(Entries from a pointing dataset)
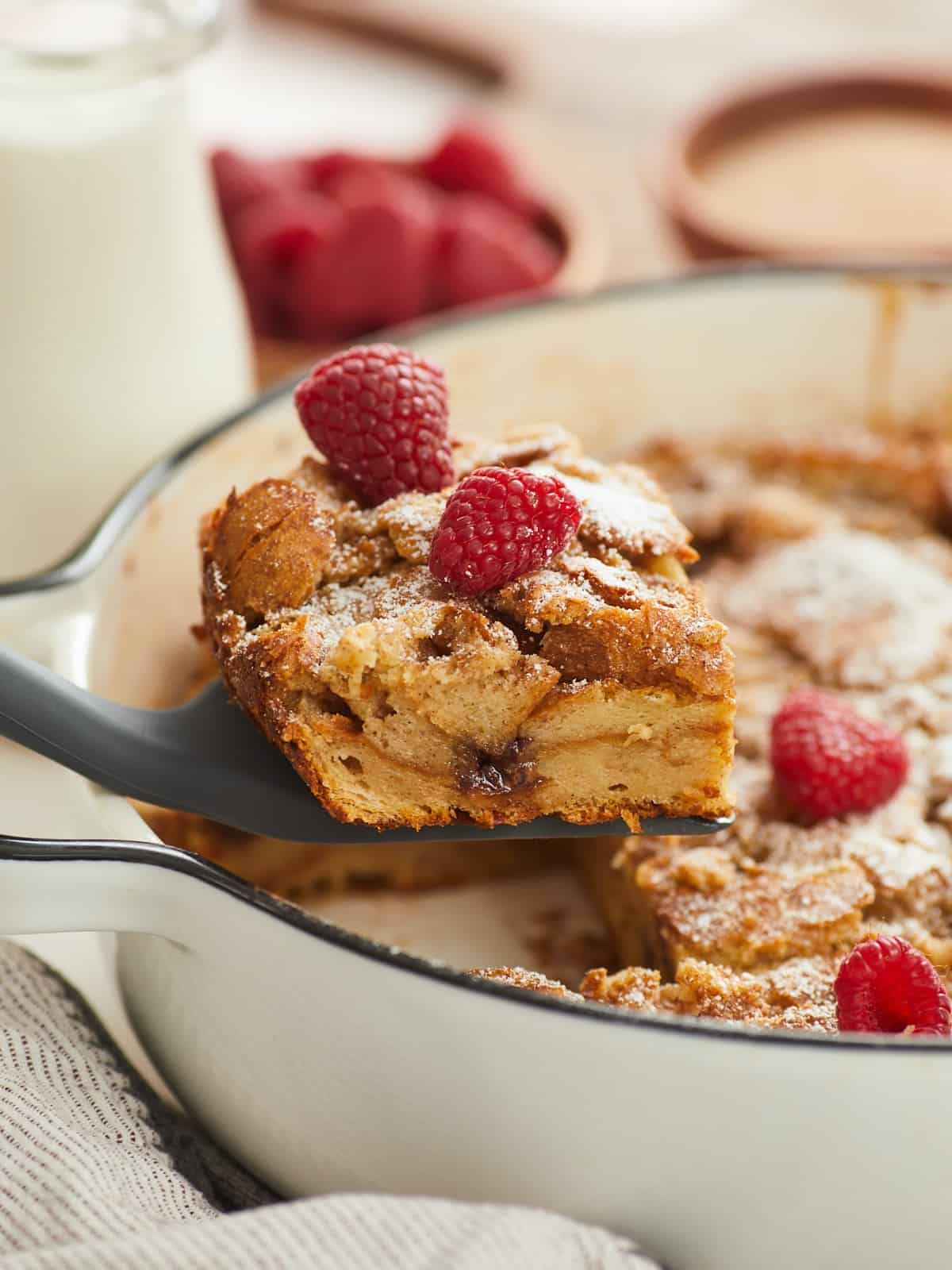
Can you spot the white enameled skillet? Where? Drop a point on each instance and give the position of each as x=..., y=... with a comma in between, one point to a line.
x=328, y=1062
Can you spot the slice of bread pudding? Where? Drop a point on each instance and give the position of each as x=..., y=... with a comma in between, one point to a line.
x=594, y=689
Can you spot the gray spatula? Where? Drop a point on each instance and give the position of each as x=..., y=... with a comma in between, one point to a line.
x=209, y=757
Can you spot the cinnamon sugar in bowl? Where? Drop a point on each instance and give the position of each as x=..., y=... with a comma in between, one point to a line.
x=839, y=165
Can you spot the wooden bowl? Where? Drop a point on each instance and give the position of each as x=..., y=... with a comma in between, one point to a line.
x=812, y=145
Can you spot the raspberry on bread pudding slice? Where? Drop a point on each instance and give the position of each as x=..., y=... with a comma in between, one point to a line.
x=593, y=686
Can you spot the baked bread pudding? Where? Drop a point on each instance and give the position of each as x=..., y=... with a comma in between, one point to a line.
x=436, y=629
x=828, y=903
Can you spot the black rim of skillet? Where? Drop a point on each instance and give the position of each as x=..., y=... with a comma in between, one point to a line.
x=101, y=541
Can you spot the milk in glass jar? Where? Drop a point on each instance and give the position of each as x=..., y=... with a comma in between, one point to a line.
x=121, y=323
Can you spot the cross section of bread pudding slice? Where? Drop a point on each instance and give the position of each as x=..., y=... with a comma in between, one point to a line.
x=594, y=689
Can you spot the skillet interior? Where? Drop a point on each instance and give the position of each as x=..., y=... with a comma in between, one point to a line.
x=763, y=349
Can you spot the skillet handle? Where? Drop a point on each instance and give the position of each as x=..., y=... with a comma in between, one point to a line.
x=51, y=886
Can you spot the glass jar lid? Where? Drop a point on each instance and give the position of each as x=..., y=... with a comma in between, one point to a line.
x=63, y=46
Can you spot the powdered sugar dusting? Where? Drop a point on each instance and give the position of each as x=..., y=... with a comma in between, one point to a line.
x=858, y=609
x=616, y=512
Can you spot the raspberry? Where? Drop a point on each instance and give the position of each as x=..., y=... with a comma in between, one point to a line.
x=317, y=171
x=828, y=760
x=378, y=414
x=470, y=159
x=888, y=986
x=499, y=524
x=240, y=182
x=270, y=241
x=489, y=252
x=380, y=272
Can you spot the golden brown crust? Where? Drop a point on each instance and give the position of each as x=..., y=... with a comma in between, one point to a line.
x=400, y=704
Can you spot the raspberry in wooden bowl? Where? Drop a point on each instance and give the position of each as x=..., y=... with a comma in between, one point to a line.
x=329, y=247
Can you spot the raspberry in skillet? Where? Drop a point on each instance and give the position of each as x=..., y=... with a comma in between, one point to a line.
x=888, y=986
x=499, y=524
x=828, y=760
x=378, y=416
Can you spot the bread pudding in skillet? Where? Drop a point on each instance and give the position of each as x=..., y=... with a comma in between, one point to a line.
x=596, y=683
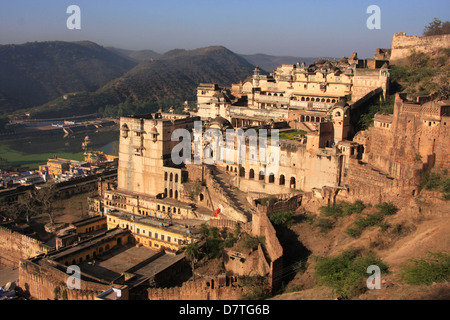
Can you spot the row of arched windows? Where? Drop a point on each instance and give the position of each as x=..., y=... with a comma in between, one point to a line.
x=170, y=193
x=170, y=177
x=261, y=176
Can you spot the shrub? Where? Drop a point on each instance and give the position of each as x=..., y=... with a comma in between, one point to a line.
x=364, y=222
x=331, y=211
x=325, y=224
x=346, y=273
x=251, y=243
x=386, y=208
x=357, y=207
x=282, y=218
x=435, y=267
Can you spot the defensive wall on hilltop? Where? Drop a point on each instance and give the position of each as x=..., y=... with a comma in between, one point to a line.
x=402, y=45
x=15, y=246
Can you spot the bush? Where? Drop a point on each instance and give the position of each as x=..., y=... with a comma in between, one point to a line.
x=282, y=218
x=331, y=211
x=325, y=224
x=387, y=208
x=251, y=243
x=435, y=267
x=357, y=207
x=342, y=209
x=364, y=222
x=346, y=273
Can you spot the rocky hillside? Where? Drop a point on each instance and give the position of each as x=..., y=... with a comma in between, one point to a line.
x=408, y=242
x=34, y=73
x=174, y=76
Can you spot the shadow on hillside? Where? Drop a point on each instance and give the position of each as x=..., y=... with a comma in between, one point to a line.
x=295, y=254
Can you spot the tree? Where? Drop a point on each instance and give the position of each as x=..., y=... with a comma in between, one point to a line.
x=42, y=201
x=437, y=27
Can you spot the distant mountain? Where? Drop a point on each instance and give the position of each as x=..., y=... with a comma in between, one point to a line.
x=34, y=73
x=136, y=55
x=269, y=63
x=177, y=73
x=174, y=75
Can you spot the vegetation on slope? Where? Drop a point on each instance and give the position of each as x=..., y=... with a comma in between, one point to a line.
==
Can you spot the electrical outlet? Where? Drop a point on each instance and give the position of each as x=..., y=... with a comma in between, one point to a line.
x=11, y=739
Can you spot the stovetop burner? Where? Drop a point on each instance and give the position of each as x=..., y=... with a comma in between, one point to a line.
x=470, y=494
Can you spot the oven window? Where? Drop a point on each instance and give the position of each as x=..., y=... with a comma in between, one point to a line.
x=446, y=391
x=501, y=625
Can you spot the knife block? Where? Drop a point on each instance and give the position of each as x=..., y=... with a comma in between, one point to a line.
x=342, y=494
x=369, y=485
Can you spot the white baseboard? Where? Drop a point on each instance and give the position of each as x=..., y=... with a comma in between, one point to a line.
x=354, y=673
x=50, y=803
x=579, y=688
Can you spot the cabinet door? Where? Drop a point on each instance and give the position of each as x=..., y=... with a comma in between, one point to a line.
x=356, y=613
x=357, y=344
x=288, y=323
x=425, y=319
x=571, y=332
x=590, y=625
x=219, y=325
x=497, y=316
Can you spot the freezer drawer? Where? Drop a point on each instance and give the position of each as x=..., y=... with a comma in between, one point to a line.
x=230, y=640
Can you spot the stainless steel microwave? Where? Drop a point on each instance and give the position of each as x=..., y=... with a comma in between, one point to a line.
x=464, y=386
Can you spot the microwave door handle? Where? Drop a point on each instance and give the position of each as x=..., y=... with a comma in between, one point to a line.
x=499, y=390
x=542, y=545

• _REQUIREMENT_: Copy out the material above word for word, from the line containing "Can you spot the freezer" through the line containing "x=230, y=640", including both of those lines.

• _EXERCISE SOLUTION_:
Can you spot the freezer drawer? Where? Drop a point on each instance and give the position of each as x=..., y=... with a comma in between, one point to a line.
x=230, y=640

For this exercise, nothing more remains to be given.